(Collected data entries)

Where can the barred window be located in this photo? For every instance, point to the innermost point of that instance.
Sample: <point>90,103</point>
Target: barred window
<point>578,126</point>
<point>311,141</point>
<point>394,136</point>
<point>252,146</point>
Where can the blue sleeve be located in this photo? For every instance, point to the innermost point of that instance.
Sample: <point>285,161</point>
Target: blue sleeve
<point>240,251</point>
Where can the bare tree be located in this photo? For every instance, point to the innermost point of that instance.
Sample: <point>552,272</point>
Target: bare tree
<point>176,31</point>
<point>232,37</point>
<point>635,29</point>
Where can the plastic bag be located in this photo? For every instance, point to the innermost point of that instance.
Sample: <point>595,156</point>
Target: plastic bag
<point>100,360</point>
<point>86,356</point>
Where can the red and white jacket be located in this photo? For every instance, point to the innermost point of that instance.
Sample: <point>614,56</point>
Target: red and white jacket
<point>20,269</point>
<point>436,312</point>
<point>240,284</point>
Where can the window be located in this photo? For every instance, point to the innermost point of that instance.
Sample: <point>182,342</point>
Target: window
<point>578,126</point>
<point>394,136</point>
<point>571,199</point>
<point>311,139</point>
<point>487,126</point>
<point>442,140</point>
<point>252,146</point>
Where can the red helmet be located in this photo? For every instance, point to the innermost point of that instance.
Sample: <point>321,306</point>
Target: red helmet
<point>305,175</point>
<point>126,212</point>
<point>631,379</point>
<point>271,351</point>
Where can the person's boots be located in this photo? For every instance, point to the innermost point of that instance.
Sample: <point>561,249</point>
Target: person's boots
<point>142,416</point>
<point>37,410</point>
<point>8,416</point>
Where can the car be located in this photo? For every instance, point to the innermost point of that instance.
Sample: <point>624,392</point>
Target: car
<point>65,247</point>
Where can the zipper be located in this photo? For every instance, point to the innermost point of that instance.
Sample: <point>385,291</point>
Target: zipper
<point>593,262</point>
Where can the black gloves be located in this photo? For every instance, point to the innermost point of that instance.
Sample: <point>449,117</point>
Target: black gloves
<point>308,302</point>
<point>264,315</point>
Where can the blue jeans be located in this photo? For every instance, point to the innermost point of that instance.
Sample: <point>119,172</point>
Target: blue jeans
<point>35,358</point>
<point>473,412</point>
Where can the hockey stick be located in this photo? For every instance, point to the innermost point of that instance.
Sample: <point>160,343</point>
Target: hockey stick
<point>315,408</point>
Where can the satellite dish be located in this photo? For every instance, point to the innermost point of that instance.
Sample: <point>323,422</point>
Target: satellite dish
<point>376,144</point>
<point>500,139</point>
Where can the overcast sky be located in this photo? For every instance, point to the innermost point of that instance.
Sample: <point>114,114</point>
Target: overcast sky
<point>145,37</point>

EXERCISE GOAL: Convert all the data above into a JSON list of strings, with one string for each line and blank lines omitted.

RESULT OF THIS EXERCISE:
[
  "Where can the barred window be located in this photo? For every instance, point to the innermost point of that instance.",
  "Sample: <point>90,103</point>",
  "Target: barred window",
  "<point>578,126</point>",
  "<point>311,141</point>",
  "<point>394,136</point>",
  "<point>252,146</point>",
  "Where can the blue sleeve be located in this photo? For every instance, point to the innermost point of that instance.",
  "Sample: <point>285,161</point>",
  "Target: blue sleeve",
  "<point>240,251</point>",
  "Where can the bare tree be located in this photo? For every instance, point to the innermost point of that instance.",
  "Sample: <point>552,272</point>",
  "Target: bare tree",
  "<point>176,31</point>",
  "<point>232,37</point>",
  "<point>635,29</point>",
  "Where can the plastic bag be located in this photo? For every instance, point to the innermost point of that instance.",
  "Sample: <point>595,156</point>",
  "Target: plastic bag",
  "<point>100,360</point>",
  "<point>86,356</point>",
  "Where can the red and white jacket be located in this photo? For every instance, point to the innermost point of that instance.",
  "Sample: <point>614,56</point>",
  "Target: red and white jacket",
  "<point>20,269</point>",
  "<point>436,312</point>",
  "<point>240,284</point>",
  "Where can the window be located in this photo? For every instance, point to the innermost point of that instance.",
  "Sample: <point>182,342</point>",
  "Target: window",
  "<point>578,126</point>",
  "<point>394,136</point>",
  "<point>571,199</point>",
  "<point>311,139</point>",
  "<point>487,126</point>",
  "<point>442,140</point>",
  "<point>252,146</point>",
  "Where can the red helmet be located in this photo? For every instance, point to the innermost point of that instance.",
  "Sample: <point>321,306</point>",
  "Target: red helmet",
  "<point>305,175</point>",
  "<point>126,212</point>",
  "<point>631,379</point>",
  "<point>271,351</point>",
  "Where can the person's boots be located in this photo? For every instance, point to the innermost point of that instance.",
  "Sample: <point>561,249</point>",
  "Target: person's boots",
  "<point>142,416</point>",
  "<point>37,410</point>",
  "<point>8,416</point>",
  "Where can the car be located in this photo? For every instance, point to the innermost point of that instance.",
  "Sample: <point>624,392</point>",
  "Target: car",
  "<point>65,247</point>",
  "Where can the zipper be located in this photo? For every instance, point to the innermost point of that instance.",
  "Sample: <point>385,291</point>",
  "Target: zipper",
  "<point>593,262</point>",
  "Where can the black gloves be located in this photo? For every instance, point to the innermost point of that instance.",
  "Sample: <point>449,117</point>",
  "Target: black gloves",
  "<point>308,302</point>",
  "<point>264,315</point>",
  "Where can the blue jeans be located in this photo? For every instance, point to the innermost point of that instance.",
  "Sample: <point>119,172</point>",
  "Target: blue jeans",
  "<point>35,358</point>",
  "<point>473,412</point>",
  "Where can the hockey stick be located in this photo? For every instance, point to the innermost point of that instance.",
  "Sample: <point>160,343</point>",
  "Target: hockey stick",
  "<point>315,408</point>",
  "Where can the satellite dish be located in this photo? For every instance, point to the innermost point of that instance.",
  "Sample: <point>323,422</point>",
  "Target: satellite dish",
  "<point>376,144</point>",
  "<point>500,139</point>",
  "Where can the overcast sky be located in this photo? For every instance, point to the innermost point of that instance.",
  "Sample: <point>114,114</point>",
  "Target: overcast sky",
  "<point>145,37</point>"
]